Start of EXCERPTED PASSAGE

Only when an institution seeks to be certified to participate in the student aid programs does it agree to comply with the many participation requirements applicable to those programs. It does so by signing the Program Participation Agreement (PPA), which does include a representation that it will not violate the incentive compensation prohibition. Even then, however, the institution has made no actual claim for federal funds. That may occur only when it helps students apply for Title IV loans and grants.
Judge Easterbrook dismissed this structure as “paperwork,” and this led him into error. Thus, early in the opinion, he stated that the university had assured the Department of Education in its eligibility application -- what he calls the “phase one application” -- that it would comply with the rule against incentive compensation. But, as noted above, that is simply wrong -- a college does not agree to comply with the incentive compensation rules until it formally seeks certification to participate in the program.
Easterbrook then went on more critically to state that the “phase two” application -- presumably the PPA and subsequent student applications for Title IV funds -- depended on the finding that the university was eligible and that the university could not be eligible if it knowingly violated the incentive compensation rule.
That too is wrong. The Department of Education has the discretion to use a variety of remedies in the event that it believes an institution violated a participation requirement like the incentive compensation rule. These include placing an institution on the reimbursement method of receiving Title IV funds, or requiring repayment of funds, fines, and provisional certification. To be sure, the department may also seek to revoke the institution’s eligibility, but it is not compelled to do so. In contrast, the department must revoke eligibility if a true statutory condition of eligibility is no longer met, such as accreditation by a recognized accrediting agency or state licensure.
Yet, Judge Easterbrook stated that “[i]f a false statement is integral to a causal chain leading to payment, it is irrelevant how the federal bureaucracy has apportioned the statements among the layers of paperwork.” This conflation of the requirements in a complex regulatory structure like the HEA can only fuel False Claims Act qui tam litigation, since now, based on Judge Easterbrook’s erroneous understanding of how the HEA works, any alleged violation can serve as the basis for relators and, more realistically, their enterprising counsel to sue.

End of EXCERPTED PASSAGE

● WRITTEN REQUEST A
Add 115 to every number in the answers of the seal segmentation listing, both the viewBox values and the path coordinates, and write out the whole listing again with its requests. Leave the requests and their sample replies unchanged.
The seal segmentation listing that follows has no connection to the passage on Judge Easterbrook's incentive compensation ruling.

Start of RECORDS PROVIDED

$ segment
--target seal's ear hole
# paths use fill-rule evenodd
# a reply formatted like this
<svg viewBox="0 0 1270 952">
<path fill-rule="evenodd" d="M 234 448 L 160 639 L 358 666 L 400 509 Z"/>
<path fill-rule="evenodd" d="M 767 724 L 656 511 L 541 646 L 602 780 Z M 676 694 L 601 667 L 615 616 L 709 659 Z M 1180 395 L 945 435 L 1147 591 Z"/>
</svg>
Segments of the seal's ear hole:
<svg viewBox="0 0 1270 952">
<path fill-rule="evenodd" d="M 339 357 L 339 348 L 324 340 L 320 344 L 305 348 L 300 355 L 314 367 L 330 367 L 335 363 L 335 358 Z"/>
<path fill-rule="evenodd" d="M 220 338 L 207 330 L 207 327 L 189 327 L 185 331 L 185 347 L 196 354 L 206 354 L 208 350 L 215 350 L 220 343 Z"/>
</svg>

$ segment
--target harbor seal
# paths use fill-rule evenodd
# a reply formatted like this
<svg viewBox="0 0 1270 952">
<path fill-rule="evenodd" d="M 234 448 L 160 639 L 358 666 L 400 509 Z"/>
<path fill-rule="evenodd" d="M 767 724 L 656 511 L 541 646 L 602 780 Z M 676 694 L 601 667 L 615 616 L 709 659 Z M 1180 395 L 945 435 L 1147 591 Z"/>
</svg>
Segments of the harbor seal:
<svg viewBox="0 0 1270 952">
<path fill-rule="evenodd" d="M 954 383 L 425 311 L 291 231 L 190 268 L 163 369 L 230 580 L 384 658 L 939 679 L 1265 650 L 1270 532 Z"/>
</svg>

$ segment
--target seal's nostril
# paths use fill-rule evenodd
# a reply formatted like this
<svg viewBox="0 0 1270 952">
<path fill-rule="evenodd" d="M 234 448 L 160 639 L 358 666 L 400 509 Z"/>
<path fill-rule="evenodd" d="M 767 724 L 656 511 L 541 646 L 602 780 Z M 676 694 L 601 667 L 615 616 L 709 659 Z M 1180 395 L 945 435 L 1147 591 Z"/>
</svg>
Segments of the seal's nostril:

End of RECORDS PROVIDED

● WRITTEN REQUEST B
Extend the passage on Judge Easterbrook's incentive compensation ruling, starting right after its final sentence.

● WRITTEN REPLY A
$ segment
--target seal's ear hole
# paths use fill-rule evenodd
# a reply formatted like this
<svg viewBox="0 0 1270 952">
<path fill-rule="evenodd" d="M 234 448 L 160 639 L 358 666 L 400 509 Z"/>
<path fill-rule="evenodd" d="M 767 724 L 656 511 L 541 646 L 602 780 Z M 676 694 L 601 667 L 615 616 L 709 659 Z M 1180 395 L 945 435 L 1147 591 Z"/>
</svg>
Segments of the seal's ear hole:
<svg viewBox="115 115 1385 1067">
<path fill-rule="evenodd" d="M 454 472 L 454 463 L 439 455 L 435 459 L 420 463 L 415 470 L 429 482 L 445 482 L 450 478 L 450 473 Z"/>
<path fill-rule="evenodd" d="M 335 453 L 322 445 L 322 442 L 304 442 L 300 446 L 300 462 L 311 469 L 321 469 L 323 465 L 330 465 L 335 458 Z"/>
</svg>

$ segment
--target harbor seal
# paths use fill-rule evenodd
# a reply formatted like this
<svg viewBox="0 0 1270 952">
<path fill-rule="evenodd" d="M 234 448 L 160 639 L 358 666 L 400 509 Z"/>
<path fill-rule="evenodd" d="M 767 724 L 656 511 L 541 646 L 602 780 Z M 676 694 L 601 667 L 615 616 L 709 659 Z M 1180 395 L 945 435 L 1147 591 Z"/>
</svg>
Segments of the harbor seal:
<svg viewBox="115 115 1385 1067">
<path fill-rule="evenodd" d="M 1069 498 L 540 426 L 406 346 L 305 383 L 278 484 L 345 695 L 499 773 L 1054 794 L 1380 765 L 1385 647 Z"/>
</svg>

$ segment
--target seal's nostril
# paths use fill-rule evenodd
# a reply formatted like this
<svg viewBox="0 0 1270 952">
<path fill-rule="evenodd" d="M 234 448 L 160 639 L 358 666 L 400 509 Z"/>
<path fill-rule="evenodd" d="M 767 724 L 656 511 L 541 646 L 602 780 Z M 676 694 L 601 667 L 615 616 L 709 659 Z M 1180 395 L 945 435 L 1147 591 Z"/>
</svg>
Segments of the seal's nostril:

● WRITTEN REPLY B
By failing to grasp the distinction between eligibility and participation, his opinion, on behalf of one of the leading federal Courts of Appeals, may dramatically increase the vulnerability of institutions of higher education to a whole new species of lawsuits: False Claims Act qui tam actions alleging knowing violations of one of the myriad requirements in the HEA and implementing regulations. The danger of such litigation will be heightened by the threat of treble damages under the False Claims Act.
It was precisely this danger that another federal court recognized in a qui tam case involving the same incentive compensation requirement ( United States ex rel. Graves v. ITT Educational Services, Inc.). That court, following the teaching of the Supreme Court and five U.S. Courts of Appeals in an extensive and well-reasoned decision that recognized the relevant distinctions in the HEA structure, understood that False Claims Act liability attaches not to the underlying allegedly fraudulent activity, but to the claim for payment. Judge Easterbrook’s opinion noted this case, which was squarely on point to the case before him, toward the end of his brief opinion. However, he gave it short shrift because it was decided by a district court judge (it was affirmed without opinion by the Fifth Circuit).
Judge Easterbrook seems to have had some inkling of the flood of litigation that his opinion may cause. In discussing the ITT case and Oakland City University’s protests that any purported regulatory violation in a funding program could require litigation in a False Claims Act suit, he took refuge in the requirement that the violation must be “knowing.”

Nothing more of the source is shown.